▸ **Task statement**
Please reproduce the entries below exactly as they stand, but leave the pictures out.
=-=-=
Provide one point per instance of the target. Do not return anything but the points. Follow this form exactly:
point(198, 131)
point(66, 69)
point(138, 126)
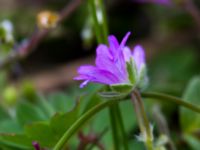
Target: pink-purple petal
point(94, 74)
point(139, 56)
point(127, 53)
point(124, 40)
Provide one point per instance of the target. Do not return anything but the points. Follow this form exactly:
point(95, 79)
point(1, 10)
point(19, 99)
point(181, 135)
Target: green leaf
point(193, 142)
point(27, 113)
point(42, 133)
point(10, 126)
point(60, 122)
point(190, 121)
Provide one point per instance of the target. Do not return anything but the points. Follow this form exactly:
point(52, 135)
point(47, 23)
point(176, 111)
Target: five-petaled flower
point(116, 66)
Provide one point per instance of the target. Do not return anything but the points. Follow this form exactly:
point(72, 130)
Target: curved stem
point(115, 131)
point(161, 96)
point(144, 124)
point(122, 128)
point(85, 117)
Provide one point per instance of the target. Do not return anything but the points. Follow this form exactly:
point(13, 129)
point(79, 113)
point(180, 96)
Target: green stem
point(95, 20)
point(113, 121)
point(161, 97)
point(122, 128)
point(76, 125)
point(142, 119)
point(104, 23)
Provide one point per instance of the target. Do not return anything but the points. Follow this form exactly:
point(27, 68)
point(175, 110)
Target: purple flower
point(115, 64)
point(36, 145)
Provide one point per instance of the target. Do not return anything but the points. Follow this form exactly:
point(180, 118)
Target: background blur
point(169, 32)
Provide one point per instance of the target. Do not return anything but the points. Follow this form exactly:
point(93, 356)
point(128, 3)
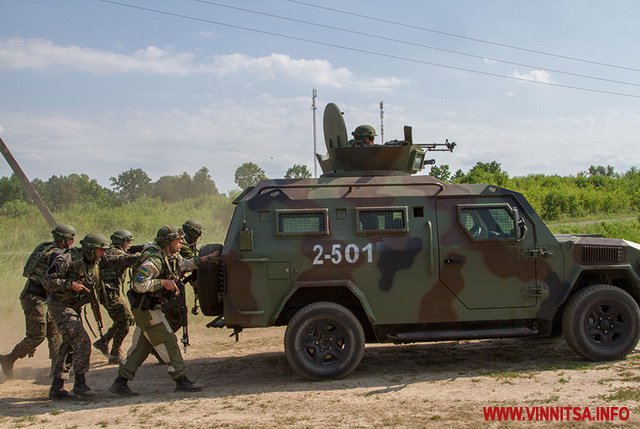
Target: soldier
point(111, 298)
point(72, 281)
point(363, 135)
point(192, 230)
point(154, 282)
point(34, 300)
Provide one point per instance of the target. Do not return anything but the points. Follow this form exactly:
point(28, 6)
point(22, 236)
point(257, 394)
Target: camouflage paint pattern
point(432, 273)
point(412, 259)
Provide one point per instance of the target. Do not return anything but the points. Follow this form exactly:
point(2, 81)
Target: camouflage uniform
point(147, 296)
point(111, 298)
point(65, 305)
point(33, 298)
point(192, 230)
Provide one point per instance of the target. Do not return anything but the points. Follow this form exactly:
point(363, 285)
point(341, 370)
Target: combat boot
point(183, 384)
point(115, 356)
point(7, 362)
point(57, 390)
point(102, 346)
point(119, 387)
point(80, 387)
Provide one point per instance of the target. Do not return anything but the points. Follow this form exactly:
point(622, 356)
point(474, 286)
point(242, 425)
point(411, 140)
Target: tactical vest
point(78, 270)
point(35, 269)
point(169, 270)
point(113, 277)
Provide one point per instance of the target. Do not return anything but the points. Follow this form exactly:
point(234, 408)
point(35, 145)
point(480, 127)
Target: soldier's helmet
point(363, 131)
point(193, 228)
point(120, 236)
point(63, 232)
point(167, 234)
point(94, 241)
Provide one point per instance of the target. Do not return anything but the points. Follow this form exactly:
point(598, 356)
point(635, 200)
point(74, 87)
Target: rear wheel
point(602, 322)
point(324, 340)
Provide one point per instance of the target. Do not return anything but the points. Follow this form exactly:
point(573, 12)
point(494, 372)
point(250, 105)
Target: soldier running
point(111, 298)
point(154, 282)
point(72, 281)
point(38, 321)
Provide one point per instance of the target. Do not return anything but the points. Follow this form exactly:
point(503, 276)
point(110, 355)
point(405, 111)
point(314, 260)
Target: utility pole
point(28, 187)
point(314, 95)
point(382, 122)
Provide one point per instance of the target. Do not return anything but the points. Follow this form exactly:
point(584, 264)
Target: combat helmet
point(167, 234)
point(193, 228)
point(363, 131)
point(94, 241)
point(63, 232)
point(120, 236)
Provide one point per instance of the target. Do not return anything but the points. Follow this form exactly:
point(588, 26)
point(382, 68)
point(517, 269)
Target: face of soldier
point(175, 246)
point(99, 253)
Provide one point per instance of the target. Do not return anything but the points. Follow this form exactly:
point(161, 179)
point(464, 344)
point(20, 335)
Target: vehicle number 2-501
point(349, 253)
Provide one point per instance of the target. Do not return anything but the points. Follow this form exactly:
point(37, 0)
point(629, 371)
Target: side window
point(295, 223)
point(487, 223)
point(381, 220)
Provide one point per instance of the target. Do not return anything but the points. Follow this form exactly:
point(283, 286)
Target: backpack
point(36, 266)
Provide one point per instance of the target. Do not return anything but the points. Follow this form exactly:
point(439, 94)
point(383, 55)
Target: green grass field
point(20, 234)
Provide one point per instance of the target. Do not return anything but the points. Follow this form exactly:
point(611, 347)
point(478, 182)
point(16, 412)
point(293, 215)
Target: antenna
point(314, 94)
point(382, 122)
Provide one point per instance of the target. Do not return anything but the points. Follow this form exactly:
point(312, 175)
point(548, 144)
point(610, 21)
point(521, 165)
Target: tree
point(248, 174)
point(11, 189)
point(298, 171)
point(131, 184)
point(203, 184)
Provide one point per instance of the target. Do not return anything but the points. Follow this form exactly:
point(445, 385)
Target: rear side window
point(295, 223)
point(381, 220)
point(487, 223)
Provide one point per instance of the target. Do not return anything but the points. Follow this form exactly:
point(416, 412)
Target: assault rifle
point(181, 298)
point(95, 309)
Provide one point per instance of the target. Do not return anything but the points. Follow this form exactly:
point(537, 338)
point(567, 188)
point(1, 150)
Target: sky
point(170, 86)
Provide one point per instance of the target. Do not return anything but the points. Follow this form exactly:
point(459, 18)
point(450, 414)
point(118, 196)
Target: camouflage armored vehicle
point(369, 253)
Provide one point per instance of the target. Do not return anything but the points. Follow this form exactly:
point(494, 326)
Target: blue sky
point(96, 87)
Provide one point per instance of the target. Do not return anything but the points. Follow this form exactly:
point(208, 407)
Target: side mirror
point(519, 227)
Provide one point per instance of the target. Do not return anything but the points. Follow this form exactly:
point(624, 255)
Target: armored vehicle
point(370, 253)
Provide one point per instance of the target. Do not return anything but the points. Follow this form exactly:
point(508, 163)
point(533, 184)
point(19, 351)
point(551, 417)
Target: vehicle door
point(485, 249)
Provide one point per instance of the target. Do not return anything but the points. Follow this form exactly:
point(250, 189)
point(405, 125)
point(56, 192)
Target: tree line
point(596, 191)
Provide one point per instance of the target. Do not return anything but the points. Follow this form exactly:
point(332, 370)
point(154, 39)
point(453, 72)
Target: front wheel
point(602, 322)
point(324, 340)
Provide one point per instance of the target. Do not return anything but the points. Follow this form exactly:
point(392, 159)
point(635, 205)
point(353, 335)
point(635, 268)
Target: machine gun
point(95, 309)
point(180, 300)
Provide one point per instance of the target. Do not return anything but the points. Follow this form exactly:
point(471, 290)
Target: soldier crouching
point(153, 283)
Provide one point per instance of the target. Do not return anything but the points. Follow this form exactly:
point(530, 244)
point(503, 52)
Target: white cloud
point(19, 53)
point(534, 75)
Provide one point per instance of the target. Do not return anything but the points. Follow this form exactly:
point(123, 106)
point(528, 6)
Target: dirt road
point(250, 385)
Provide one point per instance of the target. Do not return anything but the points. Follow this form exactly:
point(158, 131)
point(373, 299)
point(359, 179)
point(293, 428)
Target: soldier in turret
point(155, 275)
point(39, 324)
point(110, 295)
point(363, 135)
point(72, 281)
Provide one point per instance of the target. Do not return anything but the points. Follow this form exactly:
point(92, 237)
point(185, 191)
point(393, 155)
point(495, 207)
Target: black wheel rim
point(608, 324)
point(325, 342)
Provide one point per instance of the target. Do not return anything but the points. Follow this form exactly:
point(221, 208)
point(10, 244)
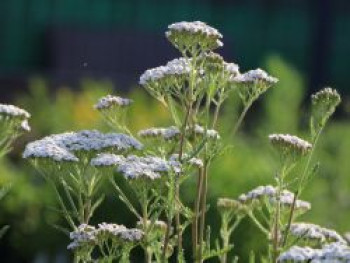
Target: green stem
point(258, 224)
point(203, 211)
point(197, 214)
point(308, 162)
=-=-=
▸ **Solution**
Provide one point per instance of the target. Do not return anything but the points. Follow this form exactly:
point(198, 131)
point(66, 69)
point(138, 126)
Target: pink-purple petal
point(94, 74)
point(139, 56)
point(127, 53)
point(124, 40)
Provide one point per instance of the target. Do not return anything but the points. Follow this form exactly:
point(95, 79)
point(1, 10)
point(19, 99)
point(181, 135)
Target: green leaf
point(193, 142)
point(27, 113)
point(42, 133)
point(10, 126)
point(60, 122)
point(190, 121)
Provide one point per instance of the target. Do not return anything but the points. Follow this form exactly:
point(52, 135)
point(47, 23)
point(176, 111)
Target: five-petaled flower
point(116, 66)
Provide one point per instance of the target. Do not return anything but the points. Follow this form exactly:
point(72, 130)
Target: curved stem
point(115, 131)
point(161, 96)
point(144, 124)
point(122, 128)
point(85, 117)
Provide one point per instance of the target. Do not return anything but the points. Follow this form exactly:
point(13, 129)
point(79, 113)
point(180, 96)
Target: green stem
point(95, 20)
point(113, 121)
point(161, 97)
point(122, 128)
point(76, 125)
point(142, 119)
point(104, 23)
Provide one point per instance of the target. Do not return anything but the points. Follow this form exactly:
point(27, 68)
point(175, 110)
Target: purple flower
point(115, 64)
point(36, 145)
Provide one point per instance of the target. Do not return anything but the points. Follow this form exactly:
point(180, 118)
Target: background blur
point(169, 32)
Provide one point per instance of the target. Do not return anything but the points. Follow this form exactly:
point(93, 356)
point(128, 3)
Target: soldier
point(111, 298)
point(72, 281)
point(363, 135)
point(192, 230)
point(154, 282)
point(34, 300)
Provide one point per instance of the target. Do not return anything but the points. Follow this form exactly:
point(28, 6)
point(22, 236)
point(257, 394)
Target: camouflage paint pattern
point(432, 273)
point(412, 259)
Provide one point per instance of the target. Do not return anything but the points. Follow this form exactly:
point(2, 81)
Target: camouflage uniform
point(147, 296)
point(111, 298)
point(65, 305)
point(33, 298)
point(192, 230)
Provide one point per instance of the target. Do not return anything but the points. Follow this form exactly:
point(363, 285)
point(341, 370)
Target: combat boot
point(183, 384)
point(115, 356)
point(7, 362)
point(57, 390)
point(102, 346)
point(119, 387)
point(80, 387)
Provide one point per instance of the target. Do not return anything but the points. Follow this form exactly:
point(622, 356)
point(474, 286)
point(242, 425)
point(411, 140)
Target: tactical vest
point(78, 270)
point(35, 269)
point(169, 270)
point(113, 277)
Provide one point per instance of the target. Do not return anything but the points. Follow this form exactly:
point(234, 408)
point(35, 145)
point(480, 127)
Target: soldier's helmet
point(363, 131)
point(193, 228)
point(120, 236)
point(63, 232)
point(167, 234)
point(94, 241)
Provide one point per instance of the target. Do not return anything but the points. Follow this form exactly:
point(598, 356)
point(635, 200)
point(74, 87)
Target: rear wheel
point(602, 322)
point(324, 340)
Provide one point per instance of the target. Do not return anything but the points. Follow this form exactly:
point(573, 12)
point(494, 372)
point(250, 105)
Target: soldier running
point(111, 298)
point(154, 282)
point(72, 281)
point(38, 321)
Provide one point per instance of the target. Do not return anything but the points. Follow this form exactly:
point(503, 276)
point(110, 355)
point(405, 111)
point(314, 260)
Target: utility pole
point(28, 187)
point(314, 95)
point(382, 122)
Provide one point per instance of the target. Do not return anything but the points. Follow this form exactly:
point(584, 264)
Target: combat helmet
point(167, 234)
point(193, 228)
point(363, 131)
point(94, 241)
point(63, 232)
point(120, 236)
Provide one point per instance of the target. Do not return anything but the points. Follow this form exactly:
point(588, 26)
point(382, 68)
point(517, 269)
Target: face of soldier
point(175, 246)
point(99, 253)
Provide one point per instance of the target. Do not return anything but the points. Follow this form exactly:
point(161, 179)
point(464, 344)
point(20, 335)
Target: vehicle number 2-501
point(349, 253)
Provide one point per instance of the target. Do not return anything but the points. Follow this form exactly:
point(37, 0)
point(629, 371)
Target: side window
point(295, 223)
point(487, 223)
point(381, 220)
Provide one point per instance of the target. Do not return anything but the points. Follow this form exactly:
point(283, 286)
Target: backpack
point(36, 266)
Provide one point per instance of the target. Do not return anything but the points. Follow this form exactly:
point(439, 94)
point(383, 55)
Target: green grass field
point(20, 234)
Provide one point per instance of the target. Do not return anything but the points. Follow this form exactly:
point(611, 347)
point(478, 182)
point(16, 412)
point(293, 215)
Target: antenna
point(314, 94)
point(382, 122)
Provide one point per instance of the target. Do not return anything but the points. Follow this form exactly:
point(312, 175)
point(548, 144)
point(610, 21)
point(521, 165)
Target: tree
point(248, 174)
point(11, 189)
point(298, 171)
point(131, 184)
point(203, 184)
Provide one point per instance of the target. Do not return anything but the points. Follow this form exactly:
point(445, 385)
Target: rear side window
point(295, 223)
point(381, 220)
point(487, 223)
Provide one point per instance of the target. Do not return anything but the points. Follow this form exactly:
point(416, 412)
Target: assault rifle
point(181, 298)
point(95, 309)
Provide one point per instance of the target. Do not return anything but the points. Follow this form exactly:
point(537, 338)
point(567, 188)
point(1, 150)
Target: sky
point(170, 86)
Provide one point per instance of the target. Do not return anything but the points. Follow this form exactly:
point(459, 18)
point(450, 414)
point(118, 196)
Target: camouflage armored vehicle
point(369, 253)
Provide one point per instance of the target. Do not return anything but the points. Follow this form exactly:
point(494, 326)
Target: blue sky
point(96, 87)
Provide one point per instance of the target. Do not return anything but the points. Follow this form exactly:
point(208, 407)
Target: side mirror
point(519, 227)
Provide one point per instance of the target. Do not return anything but the points. Follow this form exactly:
point(624, 255)
Target: armored vehicle
point(370, 253)
Provide one point per instance of the target. Do not return anything but the points. Follow this form exactly:
point(508, 163)
point(533, 184)
point(19, 351)
point(551, 417)
Target: vehicle door
point(485, 249)
Provide one point per instance of the target. Do not return anything but the points. Follow this form exactly:
point(250, 189)
point(405, 125)
point(56, 192)
Target: tree line
point(596, 191)
Provide one point per instance of the target. Do not return anything but the points. Follow this form exactly:
point(332, 370)
point(154, 39)
point(453, 72)
Target: front wheel
point(602, 322)
point(324, 340)
Provide one point per instance of the target. Do not return anything but the points. Follow this form exactly:
point(392, 159)
point(635, 205)
point(353, 335)
point(635, 268)
Target: machine gun
point(95, 309)
point(180, 300)
Provide one point per instance of the target. Do not return anything but the points. Follow this form exactly:
point(471, 290)
Target: soldier crouching
point(153, 283)
Provide one point per instance of the target. Do not return anything but the points. Follow this form exactly:
point(530, 244)
point(503, 52)
Target: white cloud
point(19, 53)
point(534, 75)
Provide one point per instance of the target. Do not return anything but the points. Follow this form exactly:
point(123, 106)
point(528, 6)
Target: dirt road
point(250, 385)
Provide one point per instance of the target. Do not return anything but the points. Follow this form exactly:
point(158, 131)
point(373, 299)
point(359, 179)
point(293, 428)
Target: soldier in turret
point(155, 275)
point(39, 324)
point(110, 295)
point(363, 135)
point(72, 281)
Provide one point per instance of the target. Do not return anything but the points. Follow this form exactly:
point(92, 237)
point(185, 191)
point(393, 155)
point(495, 207)
Target: black wheel rim
point(608, 324)
point(325, 342)
Provide one point per instance of the target. Do not return anything but the points. Follow this form exactly:
point(221, 208)
point(10, 244)
Target: green stem
point(258, 224)
point(203, 211)
point(197, 214)
point(308, 162)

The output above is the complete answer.